◆ **Short exercise**: Pull out the material from its first line through the line containing "x=446, y=142", and reproduce that stretch verbatim.

--- --- ---

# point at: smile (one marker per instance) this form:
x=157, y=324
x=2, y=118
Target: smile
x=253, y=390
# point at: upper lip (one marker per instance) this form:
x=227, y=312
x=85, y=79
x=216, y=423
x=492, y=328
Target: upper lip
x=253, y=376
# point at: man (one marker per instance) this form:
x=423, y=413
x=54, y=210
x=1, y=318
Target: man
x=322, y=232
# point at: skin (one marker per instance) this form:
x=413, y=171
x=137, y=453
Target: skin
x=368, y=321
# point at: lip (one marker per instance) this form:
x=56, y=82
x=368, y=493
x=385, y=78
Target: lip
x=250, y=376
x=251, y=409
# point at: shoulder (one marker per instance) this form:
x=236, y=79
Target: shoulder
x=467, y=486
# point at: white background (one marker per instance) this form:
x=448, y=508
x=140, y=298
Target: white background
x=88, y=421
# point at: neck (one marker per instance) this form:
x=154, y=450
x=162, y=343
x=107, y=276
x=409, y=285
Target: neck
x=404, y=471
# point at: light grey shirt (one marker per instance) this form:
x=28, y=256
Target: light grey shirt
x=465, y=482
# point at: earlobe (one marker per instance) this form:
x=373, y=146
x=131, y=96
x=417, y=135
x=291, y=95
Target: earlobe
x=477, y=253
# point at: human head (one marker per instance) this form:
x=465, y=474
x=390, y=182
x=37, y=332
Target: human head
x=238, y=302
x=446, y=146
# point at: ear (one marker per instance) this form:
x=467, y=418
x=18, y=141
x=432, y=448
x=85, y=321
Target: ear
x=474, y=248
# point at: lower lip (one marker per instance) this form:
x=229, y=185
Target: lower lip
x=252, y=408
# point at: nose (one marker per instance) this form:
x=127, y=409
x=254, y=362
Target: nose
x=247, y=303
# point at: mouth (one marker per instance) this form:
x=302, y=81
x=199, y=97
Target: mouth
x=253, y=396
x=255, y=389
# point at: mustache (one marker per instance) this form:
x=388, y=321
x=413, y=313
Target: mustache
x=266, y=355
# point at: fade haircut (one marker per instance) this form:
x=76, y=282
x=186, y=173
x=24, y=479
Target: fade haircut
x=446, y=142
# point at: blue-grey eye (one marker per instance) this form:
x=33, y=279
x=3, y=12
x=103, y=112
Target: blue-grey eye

--- --- ---

◆ **Written response**:
# point at: smile (one marker per instance) this form:
x=157, y=324
x=2, y=118
Target: smile
x=253, y=390
# point at: upper lip (one marker per instance) this form:
x=227, y=312
x=85, y=79
x=216, y=423
x=492, y=328
Target: upper lip
x=253, y=376
# point at: man (one marker per instance) this form:
x=423, y=413
x=54, y=210
x=1, y=318
Target: man
x=322, y=232
# point at: skin (one marker per instance) this form:
x=413, y=171
x=137, y=453
Target: skin
x=368, y=321
# point at: lip (one marker per instance) this form:
x=56, y=82
x=368, y=493
x=385, y=78
Target: lip
x=250, y=376
x=251, y=409
# point at: shoulder (one marker per instance) this form:
x=236, y=79
Target: shoulder
x=467, y=486
# point at: white background (one marker per instance) this form:
x=448, y=508
x=140, y=298
Target: white background
x=88, y=421
# point at: neck (one marker per instance) this form:
x=154, y=450
x=162, y=343
x=107, y=276
x=409, y=285
Target: neck
x=404, y=471
# point at: light grey shirt (one marker per instance) this form:
x=28, y=256
Target: light grey shirt
x=465, y=482
# point at: earlobe (one marker per instance) this form:
x=373, y=146
x=131, y=96
x=417, y=135
x=291, y=95
Target: earlobe
x=477, y=253
# point at: human head (one marker per instance) this form:
x=465, y=474
x=390, y=182
x=37, y=332
Target: human head
x=238, y=302
x=446, y=146
# point at: ear (one marker per instance) this form:
x=467, y=418
x=18, y=141
x=432, y=448
x=85, y=321
Target: ear
x=474, y=248
# point at: lower lip (one marker per instance) this form:
x=229, y=185
Target: lower lip
x=252, y=408
# point at: nose (one marker per instance) this form:
x=127, y=409
x=254, y=362
Target: nose
x=247, y=303
# point at: mouth (one marker per instance) this form:
x=302, y=81
x=199, y=97
Target: mouth
x=253, y=396
x=255, y=389
# point at: mustache (one marker per instance) this form:
x=388, y=321
x=413, y=313
Target: mustache
x=266, y=355
# point at: fade haircut (one marker per instance) this form:
x=76, y=282
x=186, y=173
x=24, y=479
Target: fade haircut
x=446, y=142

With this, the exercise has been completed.